:: Excerpted records ::

==========

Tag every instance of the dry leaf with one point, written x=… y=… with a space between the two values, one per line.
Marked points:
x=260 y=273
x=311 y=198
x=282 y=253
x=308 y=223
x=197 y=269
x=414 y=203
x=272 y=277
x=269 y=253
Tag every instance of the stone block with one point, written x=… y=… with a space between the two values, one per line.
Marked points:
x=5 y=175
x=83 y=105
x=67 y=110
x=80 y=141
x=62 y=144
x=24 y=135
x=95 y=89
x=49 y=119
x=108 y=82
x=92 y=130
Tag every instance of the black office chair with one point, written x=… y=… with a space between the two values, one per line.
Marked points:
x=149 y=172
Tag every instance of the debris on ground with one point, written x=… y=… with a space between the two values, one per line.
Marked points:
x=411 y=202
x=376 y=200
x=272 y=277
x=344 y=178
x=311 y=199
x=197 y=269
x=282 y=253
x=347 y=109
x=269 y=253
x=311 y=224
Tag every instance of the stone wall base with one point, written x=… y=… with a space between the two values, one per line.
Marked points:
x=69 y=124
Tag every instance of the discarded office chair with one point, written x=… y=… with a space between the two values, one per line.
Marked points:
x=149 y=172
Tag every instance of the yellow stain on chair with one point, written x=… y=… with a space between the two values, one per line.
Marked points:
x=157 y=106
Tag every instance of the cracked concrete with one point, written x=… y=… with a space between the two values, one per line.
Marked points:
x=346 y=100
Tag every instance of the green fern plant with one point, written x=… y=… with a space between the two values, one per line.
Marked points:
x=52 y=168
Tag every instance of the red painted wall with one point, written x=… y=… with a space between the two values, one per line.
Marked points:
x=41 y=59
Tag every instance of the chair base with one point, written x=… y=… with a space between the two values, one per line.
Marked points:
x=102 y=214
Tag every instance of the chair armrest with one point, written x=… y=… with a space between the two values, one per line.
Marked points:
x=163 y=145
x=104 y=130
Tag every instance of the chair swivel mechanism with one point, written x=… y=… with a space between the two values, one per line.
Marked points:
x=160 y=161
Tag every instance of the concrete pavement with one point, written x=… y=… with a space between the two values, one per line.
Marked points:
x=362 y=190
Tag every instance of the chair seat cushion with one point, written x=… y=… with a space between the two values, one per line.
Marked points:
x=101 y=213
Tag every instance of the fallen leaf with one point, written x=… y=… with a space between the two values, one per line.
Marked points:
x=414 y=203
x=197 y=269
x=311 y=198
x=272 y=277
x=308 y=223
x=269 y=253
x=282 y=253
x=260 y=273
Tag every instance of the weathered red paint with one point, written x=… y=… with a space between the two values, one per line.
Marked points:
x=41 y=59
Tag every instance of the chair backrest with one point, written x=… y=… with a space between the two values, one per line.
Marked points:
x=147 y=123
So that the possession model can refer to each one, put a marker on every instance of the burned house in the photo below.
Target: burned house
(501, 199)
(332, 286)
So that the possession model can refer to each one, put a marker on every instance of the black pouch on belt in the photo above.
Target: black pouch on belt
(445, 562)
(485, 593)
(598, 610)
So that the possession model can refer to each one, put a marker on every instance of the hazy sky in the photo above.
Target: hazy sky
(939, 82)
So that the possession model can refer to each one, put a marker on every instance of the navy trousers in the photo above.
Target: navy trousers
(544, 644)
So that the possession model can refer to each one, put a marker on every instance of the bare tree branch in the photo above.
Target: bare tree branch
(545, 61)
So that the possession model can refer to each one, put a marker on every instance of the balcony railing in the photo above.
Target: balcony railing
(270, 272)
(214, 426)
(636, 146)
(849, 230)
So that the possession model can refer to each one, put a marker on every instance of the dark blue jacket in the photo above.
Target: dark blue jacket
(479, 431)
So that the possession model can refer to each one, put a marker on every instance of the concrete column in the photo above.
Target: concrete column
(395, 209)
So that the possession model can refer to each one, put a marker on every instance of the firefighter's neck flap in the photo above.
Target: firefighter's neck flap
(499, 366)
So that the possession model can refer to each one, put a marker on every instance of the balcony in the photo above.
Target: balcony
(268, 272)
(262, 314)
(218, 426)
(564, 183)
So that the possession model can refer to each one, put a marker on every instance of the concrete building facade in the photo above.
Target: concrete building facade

==========

:: Instructions for the task ::
Copy out all of the data above word for word, keeping every line as it appears.

:: The completed task ::
Tag every instance of the dry leaf with one point, written x=… y=… with a space between the two values, one per line.
Marked points:
x=260 y=273
x=311 y=198
x=282 y=253
x=308 y=223
x=197 y=269
x=414 y=203
x=272 y=277
x=269 y=253
Tag every instance of the stone block with one point, written x=… y=… with a space between the two values, one per line.
Marked points:
x=5 y=175
x=83 y=105
x=67 y=110
x=80 y=141
x=62 y=144
x=24 y=135
x=95 y=89
x=49 y=119
x=108 y=82
x=92 y=130
Tag every instance of the black office chair with one point, written x=… y=… with a space between the two values, one per line.
Marked points:
x=149 y=172
Tag every instance of the debris on ground with one point, written x=… y=… with a space between the two values, one per line.
Marked points:
x=411 y=202
x=376 y=200
x=272 y=277
x=344 y=178
x=311 y=199
x=197 y=269
x=282 y=253
x=347 y=109
x=269 y=253
x=311 y=224
Tag every instance of the stone wall base with one point, written x=… y=… with a space between the two values, one per line.
Marked points:
x=69 y=124
Tag every instance of the discarded office chair with one point, written x=… y=… with a space between the two values, one per line.
Marked points:
x=149 y=172
Tag every instance of the yellow stain on chair with one point, written x=… y=… with a space between the two values, one per line.
Marked points:
x=157 y=106
Tag every instance of the cracked concrete with one point, written x=… y=… with a space between the two values, one per line.
Marked points:
x=346 y=100
Tag every instance of the green fern plant with one point, written x=… y=… with a space between the two values, one per line.
Marked points:
x=52 y=168
Tag every instance of the red painted wall with one point, written x=… y=… with a space between the two values, one per line.
Marked points:
x=41 y=59
Tag every instance of the chair base with one point, written x=… y=… with a space between the two values, one per line.
Marked points:
x=102 y=214
Tag every instance of the chair armrest with one point, written x=… y=… with a space between the two values, one per line.
Marked points:
x=163 y=145
x=104 y=130
Tag every instance of the chair swivel mechanism with one point, written x=… y=… with a space between the two values, one per line.
Marked points:
x=160 y=161
Tag every instance of the concrete pavement with one point, written x=… y=… with a space between the two values, one per line.
Marked points:
x=362 y=190
Tag every instance of the chair seat cushion with one point, written x=… y=… with a space between the two values, one per line.
Marked points:
x=101 y=213
Tag every instance of the fallen leaf with one point, written x=… y=… with a space between the two values, one per line.
Marked points:
x=414 y=203
x=197 y=269
x=311 y=198
x=272 y=277
x=308 y=223
x=269 y=253
x=282 y=253
x=260 y=273
Tag every instance of the weathered red paint with one point, written x=… y=… with a space between the two values, one per line.
Marked points:
x=41 y=59
Tag every instance of the chair backrest with one point, written x=… y=… with a space between the two values, one per line.
Marked points:
x=147 y=123
So that the possession model can refer to each one, put a marker on every instance of the burned house in the photo below.
Target: burned house
(501, 199)
(332, 286)
So that the possession model can refer to each one, put a marker on every instance of the black pouch on belt in the photo above.
Target: black pouch on belt
(445, 562)
(485, 593)
(598, 610)
So that the possession model can refer to each one, put a marker on every instance of the hazy sky in the photo above.
Target: hazy sky
(939, 82)
So that the possession model can refer to each one, put a marker on every instance of the navy trousers in the photo above.
Target: navy trousers
(544, 644)
So that the possession model can refer to each one, put a marker on every instance of the bare tree branch in the photo above.
Target: bare tree branch
(545, 61)
So that the possession model can refer to each one, put a marker on every instance of the balcony railing in the photo above.
Target: balcony railing
(270, 272)
(214, 426)
(636, 146)
(849, 230)
So that the possession model can refer to each one, put a marker on every instance of the dark blue jacket in the photo above.
Target: dark blue jacket
(479, 431)
So that the possession model can refer to each one, put a marker on every instance of the concrete column in the photo above.
Target: concrete column
(395, 209)
So that the possession model can refer to each one, put a marker on every instance of the firefighter's neck flap in the photo above.
Target: firefighter's neck flap
(499, 366)
So that the possession model can refer to each one, put a marker on every instance of the balcony in the photo above.
Target: balcony
(268, 272)
(262, 314)
(218, 426)
(564, 183)
So that the possession model can refer to each one, put a marker on every instance of the concrete building facade in the photo above.
Target: concrete building facade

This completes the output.